[Labeled area outline entries]

=====

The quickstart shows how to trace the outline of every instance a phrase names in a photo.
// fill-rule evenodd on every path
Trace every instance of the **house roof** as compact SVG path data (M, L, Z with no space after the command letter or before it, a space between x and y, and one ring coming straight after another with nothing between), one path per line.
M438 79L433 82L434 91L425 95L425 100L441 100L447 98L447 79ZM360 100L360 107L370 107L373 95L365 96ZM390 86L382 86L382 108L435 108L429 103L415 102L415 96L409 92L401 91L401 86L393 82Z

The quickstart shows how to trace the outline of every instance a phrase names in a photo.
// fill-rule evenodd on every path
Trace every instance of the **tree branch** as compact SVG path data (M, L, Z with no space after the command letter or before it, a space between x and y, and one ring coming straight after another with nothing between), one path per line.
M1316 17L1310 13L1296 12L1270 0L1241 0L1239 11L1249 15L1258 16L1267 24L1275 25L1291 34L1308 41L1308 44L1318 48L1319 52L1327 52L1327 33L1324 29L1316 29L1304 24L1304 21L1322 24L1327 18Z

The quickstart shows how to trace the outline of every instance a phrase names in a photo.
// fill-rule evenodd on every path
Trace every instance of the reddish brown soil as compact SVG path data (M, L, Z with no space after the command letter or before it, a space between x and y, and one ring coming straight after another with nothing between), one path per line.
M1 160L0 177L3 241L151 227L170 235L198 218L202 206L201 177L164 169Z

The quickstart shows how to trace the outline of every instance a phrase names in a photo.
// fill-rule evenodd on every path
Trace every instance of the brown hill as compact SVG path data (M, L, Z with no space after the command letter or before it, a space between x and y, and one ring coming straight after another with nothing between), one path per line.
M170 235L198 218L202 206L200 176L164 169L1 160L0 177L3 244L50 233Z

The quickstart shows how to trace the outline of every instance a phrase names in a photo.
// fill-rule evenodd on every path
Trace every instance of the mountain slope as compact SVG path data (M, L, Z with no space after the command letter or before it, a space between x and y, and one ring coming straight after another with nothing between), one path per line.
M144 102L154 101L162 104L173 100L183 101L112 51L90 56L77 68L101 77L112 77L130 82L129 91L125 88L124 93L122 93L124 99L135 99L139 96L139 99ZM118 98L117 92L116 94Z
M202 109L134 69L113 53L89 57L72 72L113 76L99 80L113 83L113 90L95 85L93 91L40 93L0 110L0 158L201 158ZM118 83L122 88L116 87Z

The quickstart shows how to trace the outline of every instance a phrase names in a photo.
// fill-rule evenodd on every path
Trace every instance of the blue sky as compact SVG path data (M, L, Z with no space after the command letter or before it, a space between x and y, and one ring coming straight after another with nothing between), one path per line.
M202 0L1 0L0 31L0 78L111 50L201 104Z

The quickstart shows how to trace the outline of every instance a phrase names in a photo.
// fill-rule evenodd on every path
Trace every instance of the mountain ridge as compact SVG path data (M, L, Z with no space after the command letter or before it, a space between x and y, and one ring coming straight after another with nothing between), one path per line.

=====

Aim of the task: Rewrite all of the records above, changing "The quickstart" to "This guide" each time it occurs and leaving the rest untouched.

Exercise result:
This guide shows how to trace the outline of every instance a phrase names in a photo.
// fill-rule evenodd on every path
Trace every instance of the **house roof** as compact SVG path data (M, L, Z with no space after the command letter or before it, a space between x and y, and one ring coming straight after another with nothing between), one path per line.
M438 79L433 82L434 91L425 95L425 100L441 100L447 98L447 79ZM360 100L360 107L370 107L373 95L365 96ZM390 86L382 86L382 108L435 108L429 103L415 102L415 96L409 92L401 91L401 86L393 82Z

This guide shows how to trace the outline of every instance a phrase names in a photo.
// fill-rule evenodd on every path
Trace every instance of the **tree branch** as compact SVG path data (M, L, Z with no space after the command letter or before it, a space between x and y, and one ring coming straight after another with nothing between), one path per line.
M1316 17L1310 13L1296 12L1270 0L1241 0L1239 11L1249 15L1258 16L1267 24L1275 25L1291 34L1308 41L1308 44L1318 48L1319 52L1327 52L1327 33L1324 29L1316 29L1304 24L1304 21L1322 24L1327 18Z

This guide shows how to trace the outline of every instance a phrase names in a photo.
// fill-rule evenodd on every path
Trace every instance of the reddish brown soil as compact SVG path data (M, L, Z with no space after the command letter or before it, a space between x and y, and one ring coming straight after another with nothing between), one path per line.
M1 160L0 177L3 241L151 227L170 235L198 218L202 206L201 177L164 169Z

This guide shows how to trace the outline of every instance a phrase names in a photo.
// fill-rule evenodd on every path
Trace every instance of the brown hill as compact SVG path data (M, L, Z with no space after the command letter or before it, a space between x and y, and one ring coming straight after another with nothing between), one path per line.
M170 235L198 218L202 206L200 176L164 169L1 160L0 177L3 244L50 233Z

This guide shows how to trace the outline of every instance a phrase names in a photo.
// fill-rule evenodd on every path
Trace every instance of the mountain slope as compact SVG path data (M, L, Z with no space after the command letter or before it, a space between x and y, and one ring coming straight after another with nothing between), one path per line.
M144 102L154 101L162 104L173 100L183 101L112 51L90 56L77 68L101 77L112 77L130 82L129 91L125 88L124 93L122 93L124 99L135 99L139 96L139 99ZM118 98L117 92L116 94Z
M202 109L134 69L113 53L89 57L72 72L113 76L99 80L113 83L113 90L95 85L93 91L40 93L0 110L0 158L201 158ZM118 83L122 88L116 87Z

This guide shows how to trace the outline of every instance a phrase names in a photo.
// fill-rule evenodd on every path
Trace every instance of the blue sky as compact SVG path data (M, L, Z with no space after the command letter or before it, a space between x and y, and one ring coming straight after another with nothing between), one path per line.
M202 0L1 0L0 31L0 78L111 50L201 104Z

This guide shows how to trace the outline of every instance a phrase names in a photo.
// fill-rule evenodd on every path
Trace every instance of the mountain ridge as compact SVG path data (M, L, Z with no space after the command letter or before it, a space between x and y, and one ring coming straight after another with nothing between), one path per line.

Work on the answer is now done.